**ABOUT THIS TASK:** Find how many lines in the listing below include the word "black". Give that number only.

[[ DATASET RECORDS open ]]

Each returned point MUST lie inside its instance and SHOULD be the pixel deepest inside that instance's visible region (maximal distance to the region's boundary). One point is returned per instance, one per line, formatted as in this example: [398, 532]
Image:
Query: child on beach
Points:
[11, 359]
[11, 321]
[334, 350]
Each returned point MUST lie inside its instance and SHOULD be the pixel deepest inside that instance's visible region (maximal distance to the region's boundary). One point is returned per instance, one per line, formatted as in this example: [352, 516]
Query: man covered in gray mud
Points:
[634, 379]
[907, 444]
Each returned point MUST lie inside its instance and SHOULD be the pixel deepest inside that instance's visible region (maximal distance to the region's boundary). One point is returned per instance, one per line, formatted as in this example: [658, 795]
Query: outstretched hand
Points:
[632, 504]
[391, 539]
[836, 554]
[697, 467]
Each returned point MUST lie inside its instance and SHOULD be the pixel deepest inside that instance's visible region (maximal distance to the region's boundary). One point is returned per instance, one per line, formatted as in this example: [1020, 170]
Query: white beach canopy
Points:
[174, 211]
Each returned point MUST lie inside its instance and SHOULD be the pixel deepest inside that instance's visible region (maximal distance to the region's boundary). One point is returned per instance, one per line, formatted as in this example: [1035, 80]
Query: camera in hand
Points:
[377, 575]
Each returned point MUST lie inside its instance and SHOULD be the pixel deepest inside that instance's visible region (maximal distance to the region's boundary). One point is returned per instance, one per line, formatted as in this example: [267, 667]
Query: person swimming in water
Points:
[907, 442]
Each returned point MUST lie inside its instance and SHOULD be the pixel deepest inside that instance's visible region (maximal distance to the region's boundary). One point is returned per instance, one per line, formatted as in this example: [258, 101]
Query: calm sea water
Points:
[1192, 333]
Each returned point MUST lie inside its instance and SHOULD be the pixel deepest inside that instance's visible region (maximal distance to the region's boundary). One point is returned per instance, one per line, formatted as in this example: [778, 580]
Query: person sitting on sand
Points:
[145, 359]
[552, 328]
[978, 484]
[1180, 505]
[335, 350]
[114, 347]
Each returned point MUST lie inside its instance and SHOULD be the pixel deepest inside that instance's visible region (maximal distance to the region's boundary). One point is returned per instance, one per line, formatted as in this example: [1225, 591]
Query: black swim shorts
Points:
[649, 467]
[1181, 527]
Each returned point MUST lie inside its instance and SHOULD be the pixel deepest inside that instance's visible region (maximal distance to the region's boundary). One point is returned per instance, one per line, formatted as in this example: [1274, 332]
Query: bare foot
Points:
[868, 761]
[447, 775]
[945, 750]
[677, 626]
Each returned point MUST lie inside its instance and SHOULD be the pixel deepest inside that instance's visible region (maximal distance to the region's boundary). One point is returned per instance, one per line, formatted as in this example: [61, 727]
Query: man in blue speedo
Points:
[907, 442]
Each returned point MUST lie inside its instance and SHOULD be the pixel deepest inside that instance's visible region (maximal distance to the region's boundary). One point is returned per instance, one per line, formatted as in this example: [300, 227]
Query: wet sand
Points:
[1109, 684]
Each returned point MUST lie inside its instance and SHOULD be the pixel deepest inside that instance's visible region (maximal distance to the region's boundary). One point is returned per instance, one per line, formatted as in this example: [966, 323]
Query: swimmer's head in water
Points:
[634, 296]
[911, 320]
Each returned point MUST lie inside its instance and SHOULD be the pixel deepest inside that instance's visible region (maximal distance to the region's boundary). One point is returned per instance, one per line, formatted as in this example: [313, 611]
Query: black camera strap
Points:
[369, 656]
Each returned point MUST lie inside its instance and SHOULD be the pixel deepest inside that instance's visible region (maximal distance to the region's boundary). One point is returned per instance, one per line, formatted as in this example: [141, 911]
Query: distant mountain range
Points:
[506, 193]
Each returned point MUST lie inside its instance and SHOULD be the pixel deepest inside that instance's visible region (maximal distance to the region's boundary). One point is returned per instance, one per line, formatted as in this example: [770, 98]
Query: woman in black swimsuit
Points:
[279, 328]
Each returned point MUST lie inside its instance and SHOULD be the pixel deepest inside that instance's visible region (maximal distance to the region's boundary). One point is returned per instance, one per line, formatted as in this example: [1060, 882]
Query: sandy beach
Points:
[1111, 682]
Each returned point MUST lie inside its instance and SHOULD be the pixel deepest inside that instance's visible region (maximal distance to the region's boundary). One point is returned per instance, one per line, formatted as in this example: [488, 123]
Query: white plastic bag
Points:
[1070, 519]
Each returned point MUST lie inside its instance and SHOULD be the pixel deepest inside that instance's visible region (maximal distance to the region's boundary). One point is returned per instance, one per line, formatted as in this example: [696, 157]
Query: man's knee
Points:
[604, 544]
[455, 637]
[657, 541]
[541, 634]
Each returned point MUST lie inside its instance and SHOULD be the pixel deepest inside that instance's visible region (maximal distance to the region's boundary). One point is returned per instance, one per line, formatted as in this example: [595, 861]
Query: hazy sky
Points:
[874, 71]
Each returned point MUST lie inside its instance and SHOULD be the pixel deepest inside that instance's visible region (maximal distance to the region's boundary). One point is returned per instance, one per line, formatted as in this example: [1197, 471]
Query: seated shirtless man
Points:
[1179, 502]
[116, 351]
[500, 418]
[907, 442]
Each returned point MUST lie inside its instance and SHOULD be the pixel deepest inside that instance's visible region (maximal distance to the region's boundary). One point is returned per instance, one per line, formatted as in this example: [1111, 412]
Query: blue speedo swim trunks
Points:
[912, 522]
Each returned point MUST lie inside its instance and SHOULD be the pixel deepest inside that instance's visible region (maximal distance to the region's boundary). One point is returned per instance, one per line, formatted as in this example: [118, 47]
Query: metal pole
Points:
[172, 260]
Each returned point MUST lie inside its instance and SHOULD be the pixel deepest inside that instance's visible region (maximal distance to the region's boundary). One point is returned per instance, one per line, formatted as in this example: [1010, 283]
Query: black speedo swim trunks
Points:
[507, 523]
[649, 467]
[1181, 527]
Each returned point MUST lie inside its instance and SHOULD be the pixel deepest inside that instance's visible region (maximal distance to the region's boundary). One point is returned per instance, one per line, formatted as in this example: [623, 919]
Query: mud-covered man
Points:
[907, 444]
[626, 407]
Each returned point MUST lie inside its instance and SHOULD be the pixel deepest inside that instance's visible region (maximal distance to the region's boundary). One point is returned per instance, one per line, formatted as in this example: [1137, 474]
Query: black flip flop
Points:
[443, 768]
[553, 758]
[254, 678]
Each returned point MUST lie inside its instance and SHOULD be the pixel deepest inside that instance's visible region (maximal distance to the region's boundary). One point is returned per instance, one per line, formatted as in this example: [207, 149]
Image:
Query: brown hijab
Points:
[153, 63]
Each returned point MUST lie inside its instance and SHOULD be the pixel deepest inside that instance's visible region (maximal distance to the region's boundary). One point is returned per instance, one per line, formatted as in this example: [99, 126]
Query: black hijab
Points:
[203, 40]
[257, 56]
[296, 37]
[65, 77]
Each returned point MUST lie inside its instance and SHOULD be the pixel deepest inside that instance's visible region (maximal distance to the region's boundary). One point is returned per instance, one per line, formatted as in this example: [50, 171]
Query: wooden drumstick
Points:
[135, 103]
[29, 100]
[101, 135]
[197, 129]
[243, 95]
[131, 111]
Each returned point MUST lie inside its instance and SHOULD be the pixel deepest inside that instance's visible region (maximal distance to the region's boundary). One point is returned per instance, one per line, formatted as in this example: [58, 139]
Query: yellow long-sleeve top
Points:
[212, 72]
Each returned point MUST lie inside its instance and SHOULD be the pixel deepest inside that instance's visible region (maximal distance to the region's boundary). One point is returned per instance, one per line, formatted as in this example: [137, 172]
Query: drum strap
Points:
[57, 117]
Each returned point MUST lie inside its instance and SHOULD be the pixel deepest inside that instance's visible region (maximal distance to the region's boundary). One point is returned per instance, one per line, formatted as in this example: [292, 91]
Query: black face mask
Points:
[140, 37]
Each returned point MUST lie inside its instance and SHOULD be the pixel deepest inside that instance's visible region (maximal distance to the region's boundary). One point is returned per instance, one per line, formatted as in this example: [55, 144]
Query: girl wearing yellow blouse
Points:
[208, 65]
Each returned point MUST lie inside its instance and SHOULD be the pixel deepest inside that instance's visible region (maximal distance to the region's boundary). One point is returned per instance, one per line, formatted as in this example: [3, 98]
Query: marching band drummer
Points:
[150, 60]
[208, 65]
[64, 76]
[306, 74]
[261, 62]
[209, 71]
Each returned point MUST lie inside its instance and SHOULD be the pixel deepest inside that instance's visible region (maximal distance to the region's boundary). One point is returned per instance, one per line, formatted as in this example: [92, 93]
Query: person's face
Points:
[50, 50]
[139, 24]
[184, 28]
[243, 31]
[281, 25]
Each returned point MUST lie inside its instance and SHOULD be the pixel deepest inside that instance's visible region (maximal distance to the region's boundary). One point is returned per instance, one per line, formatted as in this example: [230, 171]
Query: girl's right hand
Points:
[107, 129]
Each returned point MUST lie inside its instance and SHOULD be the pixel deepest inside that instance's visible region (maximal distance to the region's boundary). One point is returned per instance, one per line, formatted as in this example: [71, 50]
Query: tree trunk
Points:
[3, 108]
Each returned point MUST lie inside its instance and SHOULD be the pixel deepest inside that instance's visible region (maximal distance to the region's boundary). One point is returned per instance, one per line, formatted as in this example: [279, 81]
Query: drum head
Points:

[[ DATASET RECORDS closed ]]

**SOLUTION BELOW:** 7